JOB = Continue the article on the money benefits of self-employment, picking up after its last sentence.

---------- TEXT SEGMENT

Want a raise? Either work harder, drum up more business, or both. With self-employment, you get to reap what you sow – which means your income potential is only limited by your ideas and your work ethic. This is huge, but also comes with a lot of responsibility. You only get paid for the work you actually do, not for simply showing up and punching a clock.
Save Money on Transportation
If you’re lucky enough to run your business out of your home, like me, you can save a bundle on transportation costs to and from work. You probably don’t think about how much it costs you to travel to work because it’s become habit for you. According to the U.S. Census Bureau, the mean travel time to work in the United States is 27.6 minutes. That is almost an hour a day, round-trip.
Let’s assume you pay about $30 a week in gas to get to work. That’s $1,560 a year. By not driving to work, you may only fill up once a month. That’s a savings of $1,200. This doesn’t even take into account the wear and tear on your car. More importantly, you’ll get something even more valuable back: Your time. Transportation to work may not be the most obvious cost, but it definitely adds up.
Save Money on Clothing
Again, while this isn’t true for all self-employed individuals, if you’re able to work from home you can save money throughout the year on clothing costs. Those working in a professional office atmosphere have to dress the part. Even if you don’t have to wear a suit every day, you’re still expected to look professional.
I used to spend about $500 a year on clothing for work. Now that I work at home, I can wear my pajamas if I want to and nobody would know the difference.
When you think about the financial benefits of being self-employed, you immediately think of tax deductions. Yes, tax deductions are nice. But, the truth is that these deductions may not be as beneficial as they seem. Those who are not self-employed often think that a “write off” suddenly makes everything free. It doesn’t. You still have to pay for it. You’re just not charged income tax on the amount of money you spent.
The effect is that self-employed individuals are able to buy certain business related items with pre-tax dollars. Here are a few of the most common tax deductions for business owners:
- Meals – Provided that you are either traveling for business or meeting with a client, a meal can count as a tax deduction. This is a nice perk, particularly if your business requires a lot of lunch or dinner meetings. However, you rarely can deduct the entire meal. Typically, you can deduct 50% of the cost of the meal, provided that you save your receipt and note the business purpose.
- Entertainment – Like with meals, 50% of the cost of entertaining a business client can be deducted from your taxes. You are required to do business either immediately prior, during, or immediately after the event. Again, you need to keep detailed records and receipts for the event.
- Travel – Traveling for work events is another nice tax deduction. If you are self-employed, you can deduct the cost of your travel expenses (airline tickets, hotels, rental cars, taxis, etc.) from your taxes. However, your travel must have a specific business purpose. Passing out a few business cards to the beach attendant in Cancun isn’t going to cut it. Be sure you can prove that your travel was business related. If you’re mixing business and pleasure, only the business portion of your trip is deductible.
- Transportation – If you use your personal vehicle to conduct business, you can write off your business related trips as a tax deduction. I’ve always found the standard mileage deduction the easiest way to go about this. Again, you’re not allowed to deduct any personal use, and you need to keep excellent records in case of an audit.

--------------------
---------- LISTING

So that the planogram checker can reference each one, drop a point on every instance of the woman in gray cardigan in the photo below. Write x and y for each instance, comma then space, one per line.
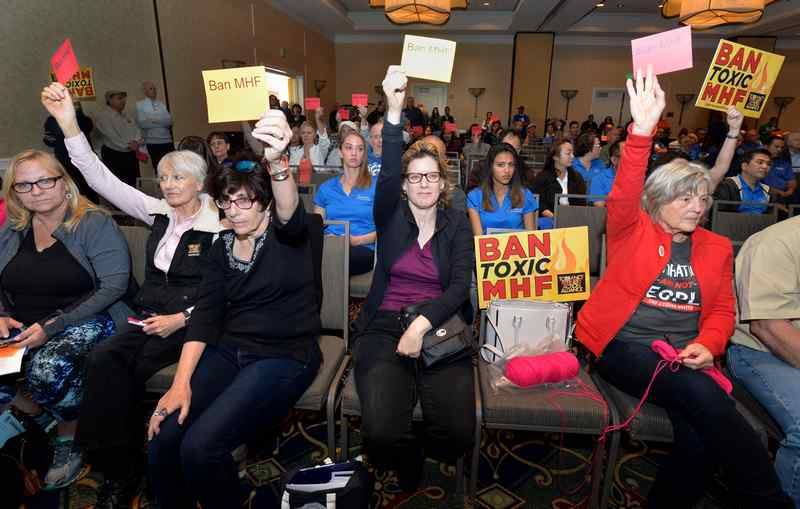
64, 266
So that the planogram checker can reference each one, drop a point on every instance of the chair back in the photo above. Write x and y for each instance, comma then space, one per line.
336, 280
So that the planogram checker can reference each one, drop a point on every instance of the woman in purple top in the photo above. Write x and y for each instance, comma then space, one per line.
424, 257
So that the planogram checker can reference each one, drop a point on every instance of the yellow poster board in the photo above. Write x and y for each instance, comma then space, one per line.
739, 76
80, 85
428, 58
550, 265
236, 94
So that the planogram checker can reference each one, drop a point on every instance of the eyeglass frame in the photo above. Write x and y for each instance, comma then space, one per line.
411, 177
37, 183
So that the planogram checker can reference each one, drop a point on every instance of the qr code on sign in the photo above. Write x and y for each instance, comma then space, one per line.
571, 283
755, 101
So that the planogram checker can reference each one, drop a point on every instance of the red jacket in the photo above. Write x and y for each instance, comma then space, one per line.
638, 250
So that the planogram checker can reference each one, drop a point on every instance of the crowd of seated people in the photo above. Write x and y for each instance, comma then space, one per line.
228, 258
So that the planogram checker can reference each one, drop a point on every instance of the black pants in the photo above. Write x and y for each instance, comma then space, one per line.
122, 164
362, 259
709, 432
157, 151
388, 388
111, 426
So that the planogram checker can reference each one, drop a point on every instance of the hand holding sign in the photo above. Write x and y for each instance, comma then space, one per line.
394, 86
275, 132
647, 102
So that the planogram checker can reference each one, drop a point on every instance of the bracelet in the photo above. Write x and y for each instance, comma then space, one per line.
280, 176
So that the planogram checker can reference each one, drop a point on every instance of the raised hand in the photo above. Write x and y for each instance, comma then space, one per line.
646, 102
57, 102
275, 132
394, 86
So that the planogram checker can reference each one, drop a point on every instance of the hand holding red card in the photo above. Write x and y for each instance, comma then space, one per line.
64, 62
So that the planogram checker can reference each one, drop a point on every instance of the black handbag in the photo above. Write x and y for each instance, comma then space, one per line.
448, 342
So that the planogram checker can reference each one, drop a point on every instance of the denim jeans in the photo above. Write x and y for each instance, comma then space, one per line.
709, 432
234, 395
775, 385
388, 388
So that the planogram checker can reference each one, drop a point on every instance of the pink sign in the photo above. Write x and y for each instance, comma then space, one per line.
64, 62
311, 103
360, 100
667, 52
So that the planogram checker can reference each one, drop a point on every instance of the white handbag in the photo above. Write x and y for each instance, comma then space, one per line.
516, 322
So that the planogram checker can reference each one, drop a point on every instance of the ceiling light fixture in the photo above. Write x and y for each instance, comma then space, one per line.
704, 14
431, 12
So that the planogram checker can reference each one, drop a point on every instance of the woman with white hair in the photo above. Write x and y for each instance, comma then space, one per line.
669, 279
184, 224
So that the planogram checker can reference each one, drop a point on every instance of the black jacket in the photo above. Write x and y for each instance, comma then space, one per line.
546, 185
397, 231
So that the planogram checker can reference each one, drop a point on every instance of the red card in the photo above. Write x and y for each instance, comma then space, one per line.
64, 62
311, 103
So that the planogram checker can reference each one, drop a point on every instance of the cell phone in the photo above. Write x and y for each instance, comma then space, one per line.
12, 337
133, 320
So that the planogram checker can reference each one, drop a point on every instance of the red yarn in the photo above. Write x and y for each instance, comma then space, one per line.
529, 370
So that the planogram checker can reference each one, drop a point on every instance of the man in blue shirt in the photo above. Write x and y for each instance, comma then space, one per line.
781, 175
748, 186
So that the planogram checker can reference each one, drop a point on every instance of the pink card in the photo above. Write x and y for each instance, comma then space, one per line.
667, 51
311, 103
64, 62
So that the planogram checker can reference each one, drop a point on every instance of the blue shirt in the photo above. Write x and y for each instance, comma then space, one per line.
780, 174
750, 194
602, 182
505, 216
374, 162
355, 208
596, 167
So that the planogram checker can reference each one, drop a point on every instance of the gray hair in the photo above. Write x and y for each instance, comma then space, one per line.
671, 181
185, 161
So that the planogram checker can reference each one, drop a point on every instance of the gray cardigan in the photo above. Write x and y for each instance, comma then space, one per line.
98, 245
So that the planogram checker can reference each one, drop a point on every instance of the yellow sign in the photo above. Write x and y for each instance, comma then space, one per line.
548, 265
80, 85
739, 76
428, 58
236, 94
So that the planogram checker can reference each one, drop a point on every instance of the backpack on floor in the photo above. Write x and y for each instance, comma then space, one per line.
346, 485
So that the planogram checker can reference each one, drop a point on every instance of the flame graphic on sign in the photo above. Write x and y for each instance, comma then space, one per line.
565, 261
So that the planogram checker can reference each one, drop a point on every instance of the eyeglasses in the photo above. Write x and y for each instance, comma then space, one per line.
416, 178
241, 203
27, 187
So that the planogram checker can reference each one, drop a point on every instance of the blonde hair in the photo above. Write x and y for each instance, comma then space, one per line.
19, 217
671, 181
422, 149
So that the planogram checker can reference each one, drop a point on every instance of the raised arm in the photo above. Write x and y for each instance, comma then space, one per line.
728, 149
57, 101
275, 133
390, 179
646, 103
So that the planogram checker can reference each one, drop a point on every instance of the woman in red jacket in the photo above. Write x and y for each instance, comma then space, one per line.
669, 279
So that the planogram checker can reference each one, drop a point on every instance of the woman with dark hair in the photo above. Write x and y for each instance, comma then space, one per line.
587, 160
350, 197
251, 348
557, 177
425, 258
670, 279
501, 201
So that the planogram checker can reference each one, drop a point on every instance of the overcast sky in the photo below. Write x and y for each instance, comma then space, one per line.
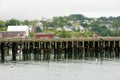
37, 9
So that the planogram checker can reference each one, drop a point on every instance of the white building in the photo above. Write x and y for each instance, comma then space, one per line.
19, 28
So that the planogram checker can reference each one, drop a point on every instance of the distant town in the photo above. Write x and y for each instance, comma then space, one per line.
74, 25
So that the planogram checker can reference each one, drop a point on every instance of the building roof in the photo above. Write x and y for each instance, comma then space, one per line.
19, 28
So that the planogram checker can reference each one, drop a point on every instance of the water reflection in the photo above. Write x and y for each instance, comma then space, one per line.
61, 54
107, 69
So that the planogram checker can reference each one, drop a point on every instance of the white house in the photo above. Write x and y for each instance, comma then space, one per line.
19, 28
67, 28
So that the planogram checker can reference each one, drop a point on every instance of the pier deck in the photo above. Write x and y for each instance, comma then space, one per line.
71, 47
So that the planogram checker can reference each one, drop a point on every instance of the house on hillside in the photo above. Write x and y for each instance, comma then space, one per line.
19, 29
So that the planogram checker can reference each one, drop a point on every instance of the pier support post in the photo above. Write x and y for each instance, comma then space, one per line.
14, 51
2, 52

--------------------

FINAL RESULT =
- Home Office – If you have a room in your home that is specifically used for business purposes, then you have the right to claim it as a tax deduction. This area needs to be dedicated specifically to work, so be careful using this one. I use the home office deduction each year, but it really doesn’t amount to that much. Because the formula is so complex, I usually take the “Safe Harbor” home office deduction to avoid any issues.
- Internet & Phone – In addition to your home office, you can deduct the portion of your internet and phone bills that you use for business. Again, if you use these items for personal use, you may only deduct that portion of the bill that is dedicated to business.
- Health Insurance – Self-employed business owners are able to deduct the cost of their health insurance premiums (as well as the premiums for their spouse and children), provided that they are not eligible to be covered under another plan (such as their spouse’s employer sponsored plan.) This is certainly a nice benefit, but it isn’t as great as it might seem. Because self-employed people usually don’t have access to group health insurance rates, premiums for coverage on the open market can be outrageously high. For instance, the cheapest plan available for my family costs over $800/month in premiums with a deductible of over $13,000. Remember, this is just a deduction, so my health insurance costs are not free. Of course I’m going to take the deduction, but it is far outweighed by the fact that being self-employed limits my access to plans with lower premiums.
By far the biggest financial benefit offered by the government to self-employed individuals are the qualified retirement savings plans that are available. These options include SIMPLE IRA, SEP IRA, and Solo 401(k) plans – and they are awesome.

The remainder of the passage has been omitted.